Ce texte est inspiré d’une conférence donnée au Comité de sauvegarde de l’Église de Bas-Caraquet. L’auteur a été le président d’honneur de la campagne de sauvegarde de la cathédrale l’Assomption de Moncton. Nous publions aujourd’hui la première partie de ce texte en trois parties.
L’architecture et sa transformation en patrimoine est sans doute la forme d’art, la forme d’expression qui manifeste le plus notre volonté d’être propriétaires car les bâtiments que nous avons construits sont une manifestation de notre volonté de durer. On peut en être conscient ou inconscient et cela aura évidemment une importance par rapport à la fonction mais surtout à l’esthétique de ces bâtiments, à notre volonté de les embellir pour laisser un témoignage non seulement de notre passage mais également de nos moyens, de notre entêtement, de notre enracinement et de notre confiance dans l’avenir.
On dit que toute société, toute civilisation a une volonté et un désir de laisser des traces. Si vous avez remarqué nous laissons de moins en moins de traces, occupés que nous sommes à construire à une vitesse ahurissante, avec des matériaux de plus en plus accessibles et surtout peu dispendieux. Ces édifices modernes, confortables, bien isolés, bien éclairés munis de toutes les commodités, sont souvent, sinon toujours, économiques, efficaces et à la mode mais il leur manque quelque chose, quelque chose que seul le temps est capable de leur accorder. Ces édifices n’ont assurément pas l’âme de ceux qui furent érigés au prix de sacrifices et d’une ferveur, d’une croyance en quelque chose de plus grand et de plus durable. Ces édifices qui poussent comme des champignons en quelques mois nous prenons aussi la liberté de les démolir sans grand regret en faisant disparaître jusqu’à leur fondation.

================

→ **Liste des tâches**
• 1. Recopiez mot pour mot le passage du texte extrait qui va de « Ce texte est » jusqu’à « en trois parties. » inclus.
• 2. Pour chaque affirmation, dites par oui ou par non si elle correspond au texte extrait, puis citez les mots exacts qui le montrent : (a) L’auteur a été président d’honneur de la campagne de sauvegarde de la cathédrale l’Assomption de Moncton. (b) D’après le texte, nous laissons de plus en plus de traces. (c) Le passage publié est la dernière partie d’un texte en trois parties.
Le matériel qui suit n’a aucun rôle à jouer ici.

→ **Données affichées**
================

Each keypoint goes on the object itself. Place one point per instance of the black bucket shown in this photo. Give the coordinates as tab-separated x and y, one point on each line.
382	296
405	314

================

→ **Réponses complètes**
• 1.
Ce texte est inspiré d’une conférence donnée au Comité de sauvegarde de l’Église de Bas-Caraquet. L’auteur a été le président d’honneur de la campagne de sauvegarde de la cathédrale l’Assomption de Moncton. Nous publions aujourd’hui la première partie de ce texte en trois parties.

• 2.
(a) Oui : « L’auteur a été le président d’honneur de la campagne de sauvegarde de la cathédrale l’Assomption de Moncton. »
(b) Non : « nous laissons de moins en moins de traces »
(c) Non : « Nous publions aujourd’hui la première partie de ce texte en trois parties. »